The prized Winnetka institution - one in which Coppock refers to as ‘The Maserati of High Schools’ - is also where “The Godfather” got his start in broadcasting, calling the school’s basketball and football games his senior year on WNTH.

“Thinking of New Trier really helped personalize things,” Coppock said about his thoughts the night he was inducted into the Chicago Sports Hall of Fame two years ago.

“I remember thinking that night that it all began with WNTH,” he said. “I knew from the time I was 9 years old that I wanted to be a sportscaster. But if I hadn’t been with WNTH, it may not have been easy to follow up on that.”

Now, 48 years later, Coppock has a bevy of roles of which he can take pride.

In addition to hosting numerous talk shows, he’s been a part of four major pro sports championships, having produced for the Bulls radio team during two of their titles in the 1990s and was on hand for the Blackhawks’ incredible late comeback win to clinch the Stanley Cup in Boston in 2013.

He’s done something with just about any sport you can think of. Wrestling is a favorite of his in part because of the enthusiasm expressed by fans. He says stars Randy Savage and Hulk Hogan have garnered louder cheers at arenas than Michael Jordan when he suited up in Chicago.

It was also a wrestling connection that makes for one of his favorite memories at New Trier. Based off the wrestling shows he would see with legendary broadcaster Jack Brickhouse (a family friend while Coppock was growing up) at the Chicago Amphitheatre, Coppock was part of a group his senior year that performed a mock wrestling show for the students.

“The crowd really got off on it,” he remembers. “It was a lot of fun.”

★ ★ ★ ★ ★

▶ [THE TASK] Extend the article about Coppock's path from New Trier to sportscasting, picking up right after its final sentence.

Dataset entries:
★ ★ ★ ★ ★

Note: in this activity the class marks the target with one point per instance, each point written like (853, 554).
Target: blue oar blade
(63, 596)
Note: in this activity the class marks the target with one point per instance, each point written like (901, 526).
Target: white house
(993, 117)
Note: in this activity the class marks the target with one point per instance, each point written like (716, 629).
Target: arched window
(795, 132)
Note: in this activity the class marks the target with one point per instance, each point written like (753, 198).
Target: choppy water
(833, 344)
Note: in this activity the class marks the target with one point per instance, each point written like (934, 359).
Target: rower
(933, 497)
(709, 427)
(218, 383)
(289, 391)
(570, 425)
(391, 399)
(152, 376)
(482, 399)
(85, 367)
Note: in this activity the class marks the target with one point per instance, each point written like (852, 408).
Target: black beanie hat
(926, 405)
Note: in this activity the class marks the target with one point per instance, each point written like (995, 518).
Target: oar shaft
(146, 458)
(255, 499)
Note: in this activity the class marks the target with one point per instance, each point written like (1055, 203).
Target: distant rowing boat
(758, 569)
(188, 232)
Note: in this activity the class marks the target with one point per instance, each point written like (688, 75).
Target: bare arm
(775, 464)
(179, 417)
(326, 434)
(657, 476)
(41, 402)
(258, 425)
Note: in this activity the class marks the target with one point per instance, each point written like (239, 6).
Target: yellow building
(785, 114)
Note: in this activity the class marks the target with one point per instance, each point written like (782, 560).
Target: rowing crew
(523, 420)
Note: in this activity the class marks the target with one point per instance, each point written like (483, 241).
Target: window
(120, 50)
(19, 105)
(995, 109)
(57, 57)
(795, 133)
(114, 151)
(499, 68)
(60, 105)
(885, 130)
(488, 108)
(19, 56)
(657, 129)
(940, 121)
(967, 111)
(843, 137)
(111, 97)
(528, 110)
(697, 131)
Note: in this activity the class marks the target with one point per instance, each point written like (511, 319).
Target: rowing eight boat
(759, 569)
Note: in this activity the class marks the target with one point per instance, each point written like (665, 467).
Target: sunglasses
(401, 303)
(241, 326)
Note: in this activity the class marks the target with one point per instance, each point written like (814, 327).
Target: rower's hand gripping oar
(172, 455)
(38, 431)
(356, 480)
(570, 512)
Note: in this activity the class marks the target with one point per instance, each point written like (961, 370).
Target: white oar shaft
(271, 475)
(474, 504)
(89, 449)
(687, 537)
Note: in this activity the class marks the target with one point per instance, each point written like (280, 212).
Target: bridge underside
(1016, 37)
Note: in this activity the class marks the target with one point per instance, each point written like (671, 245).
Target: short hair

★ ★ ★ ★ ★

▶ [ANSWER AREA]
The greatest traditional sports memory, something he’ll always look to as a special moment, was the Trevians’ 1966 boys basketball sectional victory over Marshall, a team that had knocked them out in the supersectional round the year before.

“The morning of this game, I was talking to Tom Anderson - a small forward on the team,” Coppock remembers. “I wanted to tell Tom I didn’t think they could beat them (Marshall). I didn’t think anyone thought they could. Marshall was a tremendous inter-city team. But with one of the greatest defensive efforts in the second half, New Trier pulled it off.”

The Trevians were later beat in Champaign that year, but “that memory will never be eclipsed.”

“That means as much to me as having spent time with Muhammad Ali, Ernie Banks, Kareem (Abdul-Jabbar), Magic (Johnson), Michael (Jordan) and Walter (Payton).”

Coppock tries to keep up with New Trier athletics to this day - shouting out hockey coach Bob Melton as a guy he particularly respects.

But he gets the feeling football and basketball don’t mean as much as they did when he attended.

“Kids aren’t bad for it, there are now so many opportunities for enjoyment and pleasure learning,” he said. “But back then, we were so honed in. Every kid went to every road game. I remember the games in Evanston - battle lines were fierce.”

With his vast knowledge of numerous sports and athletes that have spent time in Chicago, Coppock’s number one passion at the pro level is the team on the gridiron.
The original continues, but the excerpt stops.